(Stored dataset items)
--

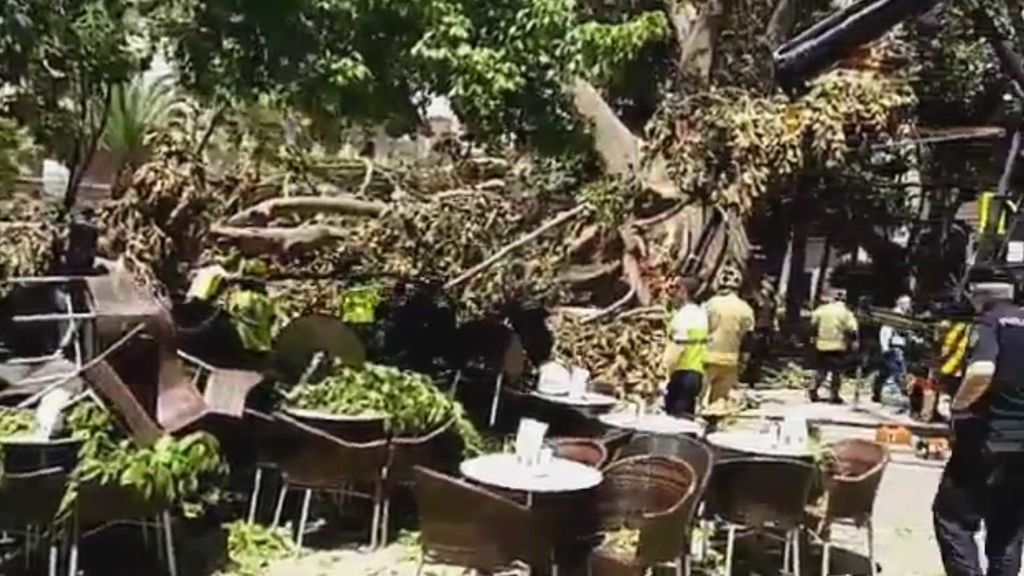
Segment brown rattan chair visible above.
[273,413,388,547]
[707,458,818,576]
[591,456,699,576]
[551,438,608,468]
[618,435,715,494]
[381,418,463,545]
[414,466,551,573]
[813,440,889,576]
[0,466,78,576]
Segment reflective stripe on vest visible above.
[978,192,1007,234]
[939,323,970,376]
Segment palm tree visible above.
[102,76,181,173]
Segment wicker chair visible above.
[552,438,608,468]
[414,466,551,573]
[0,466,78,576]
[618,435,715,487]
[381,419,463,545]
[273,414,388,547]
[813,440,889,576]
[592,456,698,575]
[707,458,818,576]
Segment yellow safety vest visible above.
[978,192,1017,235]
[939,322,971,376]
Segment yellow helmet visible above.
[718,265,743,290]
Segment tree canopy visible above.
[149,0,667,148]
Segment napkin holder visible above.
[515,418,548,466]
[779,416,809,447]
[537,362,572,395]
[569,367,590,398]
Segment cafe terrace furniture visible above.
[413,466,551,574]
[707,458,818,576]
[551,438,608,468]
[381,418,463,545]
[811,440,889,576]
[591,456,699,576]
[599,411,705,437]
[707,430,814,460]
[0,466,78,576]
[531,390,618,414]
[273,413,389,547]
[459,454,602,496]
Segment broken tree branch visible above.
[765,0,797,48]
[210,225,351,255]
[581,286,637,324]
[444,203,590,290]
[559,260,623,284]
[226,196,387,225]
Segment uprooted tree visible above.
[0,0,1007,385]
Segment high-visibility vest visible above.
[939,322,971,376]
[978,192,1017,235]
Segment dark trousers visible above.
[665,370,703,416]
[871,348,906,402]
[808,351,846,399]
[932,423,1024,576]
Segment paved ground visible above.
[270,390,943,576]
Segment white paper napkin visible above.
[537,362,572,394]
[515,418,548,464]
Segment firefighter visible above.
[703,268,754,406]
[932,281,1024,576]
[807,289,857,404]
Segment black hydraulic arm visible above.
[773,0,938,96]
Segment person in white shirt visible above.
[871,294,913,403]
[665,277,708,416]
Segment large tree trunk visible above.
[679,0,727,83]
[566,78,680,198]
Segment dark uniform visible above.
[932,302,1024,576]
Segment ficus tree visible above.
[0,0,146,210]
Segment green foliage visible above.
[217,521,296,576]
[341,286,381,324]
[0,118,32,193]
[290,364,483,451]
[0,406,36,439]
[571,11,669,84]
[154,0,666,152]
[0,0,146,182]
[66,403,227,518]
[102,76,179,168]
[225,289,281,352]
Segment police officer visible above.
[932,281,1024,576]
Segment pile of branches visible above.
[651,70,915,213]
[555,310,668,394]
[96,133,257,295]
[0,196,63,297]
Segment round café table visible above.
[706,430,814,460]
[459,454,603,574]
[532,390,618,413]
[599,412,705,436]
[459,454,602,496]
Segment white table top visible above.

--

**GIVEN INSTRUCTION**
Update all of the items above by changing "visible above" to "shown above" wherever it appears, and keep everything else unchanged. Leave the pictures out of your answer.

**WORKED SOLUTION**
Segment brown rattan chair shown above.
[273,413,388,547]
[707,458,818,576]
[591,456,699,576]
[551,438,608,468]
[618,435,715,494]
[381,418,463,545]
[414,466,551,573]
[813,440,889,576]
[0,466,78,576]
Segment reflective stripe on vest shown above.
[978,192,1007,234]
[939,323,970,376]
Segment palm tree shown above.
[102,76,181,173]
Segment wicker chair shown above.
[552,438,608,468]
[414,466,551,573]
[0,466,78,576]
[618,435,715,487]
[381,419,463,545]
[273,414,388,547]
[813,440,889,576]
[592,456,698,575]
[707,458,818,576]
Segment yellow safety vest shown above.
[978,192,1017,235]
[939,322,971,376]
Segment yellow helmet shown above.
[718,265,743,290]
Segment tree canopy shown above.
[149,0,667,148]
Segment napkin holder shown above.
[515,418,548,466]
[779,416,809,447]
[537,362,572,395]
[569,367,590,398]
Segment cafe terrace furniture shown above.
[413,466,551,574]
[707,458,818,576]
[551,438,608,468]
[381,418,463,545]
[811,440,889,576]
[591,456,699,576]
[599,411,705,437]
[707,430,814,460]
[0,466,78,576]
[531,390,618,414]
[273,413,389,547]
[459,454,602,496]
Segment broken tree branch shown above.
[765,0,797,48]
[210,225,351,255]
[581,286,637,324]
[444,203,590,290]
[559,260,623,284]
[226,196,387,225]
Segment uprooted tree shown above.
[0,0,1007,385]
Segment high-visibility vest shown above.
[939,322,971,376]
[978,192,1017,235]
Segment dark trousers shown above.
[665,370,703,416]
[871,348,906,402]
[808,351,846,399]
[932,423,1024,576]
Segment paved ground shown above.
[270,390,943,576]
Segment white paper napkin shown above.
[537,362,572,394]
[515,418,548,464]
Segment firefighter shown above.
[703,268,754,406]
[932,281,1024,576]
[807,289,857,404]
Segment black hydraulic arm shown above.
[773,0,938,96]
Segment person in white shirt shown above.
[871,294,913,403]
[665,277,708,416]
Segment large tree trunk shown above.
[679,0,727,83]
[566,78,680,198]
Segment dark uniform shown above.
[932,302,1024,576]
Segment ficus tree shown above.
[0,0,146,210]
Segment green foliage shown above.
[217,521,296,576]
[341,286,381,324]
[0,118,32,193]
[290,364,483,451]
[0,406,36,439]
[571,11,669,84]
[154,0,666,152]
[0,0,146,182]
[66,403,227,518]
[102,76,179,168]
[225,289,281,352]
Segment police officer shown above.
[932,281,1024,576]
Segment pile of branches shown above.
[651,70,915,213]
[555,310,668,394]
[96,133,257,295]
[0,196,63,297]
Segment round café table shown above.
[706,430,814,460]
[459,454,603,574]
[532,390,618,413]
[599,412,705,436]
[459,454,602,496]
Segment white table top shown above.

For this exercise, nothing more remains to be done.